## REQUEST
Quote the records verbatim, starting at the line containing "Where can you see the grass clump?" and continuing through the line containing "(1385, 471)", with both of those lines included.

## EXTRACTED ENTRIES
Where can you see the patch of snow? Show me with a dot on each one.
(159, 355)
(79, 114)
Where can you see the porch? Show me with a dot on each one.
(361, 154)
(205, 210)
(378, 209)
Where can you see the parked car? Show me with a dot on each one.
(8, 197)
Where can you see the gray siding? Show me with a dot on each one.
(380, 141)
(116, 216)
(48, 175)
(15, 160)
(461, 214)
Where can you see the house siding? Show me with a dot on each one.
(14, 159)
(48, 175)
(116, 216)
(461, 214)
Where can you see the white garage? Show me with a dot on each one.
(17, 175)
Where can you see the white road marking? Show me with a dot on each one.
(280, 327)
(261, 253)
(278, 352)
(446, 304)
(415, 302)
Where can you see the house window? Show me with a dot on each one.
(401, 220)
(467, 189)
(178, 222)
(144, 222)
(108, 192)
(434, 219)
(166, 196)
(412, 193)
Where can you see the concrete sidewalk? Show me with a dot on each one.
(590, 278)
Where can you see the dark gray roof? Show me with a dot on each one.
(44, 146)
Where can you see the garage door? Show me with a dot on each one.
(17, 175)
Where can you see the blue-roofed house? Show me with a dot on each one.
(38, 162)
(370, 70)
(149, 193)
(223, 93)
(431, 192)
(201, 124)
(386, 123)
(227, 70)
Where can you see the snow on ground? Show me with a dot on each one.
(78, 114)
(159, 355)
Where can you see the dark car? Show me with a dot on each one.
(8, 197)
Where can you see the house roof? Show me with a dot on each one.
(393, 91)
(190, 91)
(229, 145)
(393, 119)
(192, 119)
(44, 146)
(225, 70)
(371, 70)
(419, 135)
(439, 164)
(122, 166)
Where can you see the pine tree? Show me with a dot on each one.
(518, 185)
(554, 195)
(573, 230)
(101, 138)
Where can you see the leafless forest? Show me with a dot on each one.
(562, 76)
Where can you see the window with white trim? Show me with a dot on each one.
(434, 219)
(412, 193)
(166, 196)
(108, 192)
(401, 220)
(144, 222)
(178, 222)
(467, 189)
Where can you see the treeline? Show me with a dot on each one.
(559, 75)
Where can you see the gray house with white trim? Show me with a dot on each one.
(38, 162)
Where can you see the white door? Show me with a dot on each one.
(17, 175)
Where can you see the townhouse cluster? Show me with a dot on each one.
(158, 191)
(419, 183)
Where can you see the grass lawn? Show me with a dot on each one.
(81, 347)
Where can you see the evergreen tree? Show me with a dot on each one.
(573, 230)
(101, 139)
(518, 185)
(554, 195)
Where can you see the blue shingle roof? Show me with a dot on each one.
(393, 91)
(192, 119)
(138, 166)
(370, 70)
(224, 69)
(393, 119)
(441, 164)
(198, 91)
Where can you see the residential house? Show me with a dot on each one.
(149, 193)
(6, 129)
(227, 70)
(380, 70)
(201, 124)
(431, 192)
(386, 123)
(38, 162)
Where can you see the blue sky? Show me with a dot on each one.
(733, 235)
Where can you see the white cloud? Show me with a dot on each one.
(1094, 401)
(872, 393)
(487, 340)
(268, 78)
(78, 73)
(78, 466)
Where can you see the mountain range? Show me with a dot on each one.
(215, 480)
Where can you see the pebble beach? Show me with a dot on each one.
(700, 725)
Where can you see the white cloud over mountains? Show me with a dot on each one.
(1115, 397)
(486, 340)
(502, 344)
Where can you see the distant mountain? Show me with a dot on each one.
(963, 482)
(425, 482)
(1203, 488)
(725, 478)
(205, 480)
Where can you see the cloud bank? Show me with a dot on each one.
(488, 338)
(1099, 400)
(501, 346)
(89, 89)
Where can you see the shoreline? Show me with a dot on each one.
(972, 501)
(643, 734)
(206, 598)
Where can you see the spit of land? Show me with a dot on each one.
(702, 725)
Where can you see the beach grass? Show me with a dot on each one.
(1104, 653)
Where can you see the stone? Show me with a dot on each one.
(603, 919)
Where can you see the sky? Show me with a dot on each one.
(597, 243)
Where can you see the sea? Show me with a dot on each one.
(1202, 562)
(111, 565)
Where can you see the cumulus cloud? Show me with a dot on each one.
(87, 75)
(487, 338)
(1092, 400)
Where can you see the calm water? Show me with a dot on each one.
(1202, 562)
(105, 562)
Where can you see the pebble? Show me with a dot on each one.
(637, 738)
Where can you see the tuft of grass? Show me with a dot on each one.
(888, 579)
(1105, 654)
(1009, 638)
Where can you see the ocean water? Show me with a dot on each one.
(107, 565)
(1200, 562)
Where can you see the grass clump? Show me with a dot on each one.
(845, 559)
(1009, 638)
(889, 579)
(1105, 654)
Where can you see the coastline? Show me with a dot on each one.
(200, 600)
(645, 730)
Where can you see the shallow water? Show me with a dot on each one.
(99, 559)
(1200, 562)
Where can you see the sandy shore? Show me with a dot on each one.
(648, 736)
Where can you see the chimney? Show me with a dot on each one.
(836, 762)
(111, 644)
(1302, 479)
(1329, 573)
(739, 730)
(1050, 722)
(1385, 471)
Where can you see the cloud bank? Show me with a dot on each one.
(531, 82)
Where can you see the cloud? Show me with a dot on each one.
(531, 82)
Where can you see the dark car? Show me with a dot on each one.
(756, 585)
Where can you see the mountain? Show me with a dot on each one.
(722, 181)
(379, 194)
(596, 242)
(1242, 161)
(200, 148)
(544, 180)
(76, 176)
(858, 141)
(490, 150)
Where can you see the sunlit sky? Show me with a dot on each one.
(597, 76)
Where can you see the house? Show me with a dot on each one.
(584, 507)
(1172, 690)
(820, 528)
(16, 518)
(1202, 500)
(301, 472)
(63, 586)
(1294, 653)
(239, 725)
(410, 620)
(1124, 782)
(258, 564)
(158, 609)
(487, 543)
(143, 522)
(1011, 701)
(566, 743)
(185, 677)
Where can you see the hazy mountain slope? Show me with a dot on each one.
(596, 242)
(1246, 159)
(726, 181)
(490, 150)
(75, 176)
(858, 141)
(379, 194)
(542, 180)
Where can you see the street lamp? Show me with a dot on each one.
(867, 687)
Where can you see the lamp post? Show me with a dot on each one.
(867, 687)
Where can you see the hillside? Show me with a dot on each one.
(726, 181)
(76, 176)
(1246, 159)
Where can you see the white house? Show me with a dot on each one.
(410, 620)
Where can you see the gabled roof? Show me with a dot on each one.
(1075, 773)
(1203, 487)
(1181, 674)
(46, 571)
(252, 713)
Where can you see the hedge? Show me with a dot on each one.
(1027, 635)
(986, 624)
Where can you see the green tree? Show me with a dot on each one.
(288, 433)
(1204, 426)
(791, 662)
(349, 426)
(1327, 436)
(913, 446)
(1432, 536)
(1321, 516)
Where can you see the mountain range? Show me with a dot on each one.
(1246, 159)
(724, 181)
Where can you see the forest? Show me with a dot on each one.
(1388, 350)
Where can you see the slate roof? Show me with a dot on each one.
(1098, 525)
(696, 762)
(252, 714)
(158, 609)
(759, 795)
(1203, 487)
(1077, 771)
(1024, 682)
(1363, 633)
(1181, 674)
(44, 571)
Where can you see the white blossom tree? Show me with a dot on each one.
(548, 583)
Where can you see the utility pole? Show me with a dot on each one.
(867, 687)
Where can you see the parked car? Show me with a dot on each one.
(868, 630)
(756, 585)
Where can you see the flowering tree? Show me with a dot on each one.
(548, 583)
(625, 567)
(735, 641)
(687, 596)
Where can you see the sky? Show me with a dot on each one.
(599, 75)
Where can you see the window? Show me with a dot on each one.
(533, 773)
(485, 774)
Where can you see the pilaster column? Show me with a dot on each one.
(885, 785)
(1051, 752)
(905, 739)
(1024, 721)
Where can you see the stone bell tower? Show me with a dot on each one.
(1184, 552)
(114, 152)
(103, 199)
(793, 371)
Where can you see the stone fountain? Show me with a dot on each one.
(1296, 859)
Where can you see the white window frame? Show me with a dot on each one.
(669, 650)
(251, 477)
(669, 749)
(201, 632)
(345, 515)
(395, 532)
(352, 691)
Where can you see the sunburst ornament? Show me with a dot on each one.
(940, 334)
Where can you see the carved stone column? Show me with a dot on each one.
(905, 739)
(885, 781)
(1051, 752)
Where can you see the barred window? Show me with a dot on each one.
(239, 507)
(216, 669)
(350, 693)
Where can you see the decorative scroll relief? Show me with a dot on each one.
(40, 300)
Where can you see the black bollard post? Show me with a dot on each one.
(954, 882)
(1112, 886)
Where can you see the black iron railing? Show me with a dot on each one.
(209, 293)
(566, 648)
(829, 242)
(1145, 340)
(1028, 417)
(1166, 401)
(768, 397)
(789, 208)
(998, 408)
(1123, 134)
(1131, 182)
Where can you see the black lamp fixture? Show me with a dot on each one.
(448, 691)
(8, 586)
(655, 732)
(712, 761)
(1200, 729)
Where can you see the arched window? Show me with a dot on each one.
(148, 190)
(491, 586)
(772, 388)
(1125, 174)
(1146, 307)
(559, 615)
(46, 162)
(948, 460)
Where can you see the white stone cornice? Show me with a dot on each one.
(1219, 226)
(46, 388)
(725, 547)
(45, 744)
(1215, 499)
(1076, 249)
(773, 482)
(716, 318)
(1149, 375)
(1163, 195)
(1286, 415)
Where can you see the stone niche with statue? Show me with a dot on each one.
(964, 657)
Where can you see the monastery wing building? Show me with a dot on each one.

## FULL RESPONSE
Where can you see the grass clump? Show me with a dot on each one.
(845, 559)
(1009, 638)
(889, 579)
(1105, 654)
Where can you see the coastline? Show me with a dot on each one.
(200, 600)
(645, 730)
Where can you see the shallow water? Show me with a dot on each one.
(99, 559)
(1200, 562)
Where can you see the sandy shore? Show me with a dot on each one.
(648, 736)
Where can you see the chimney? Show me with a dot on each one.
(836, 762)
(111, 644)
(1302, 479)
(1329, 573)
(739, 730)
(1050, 722)
(1385, 471)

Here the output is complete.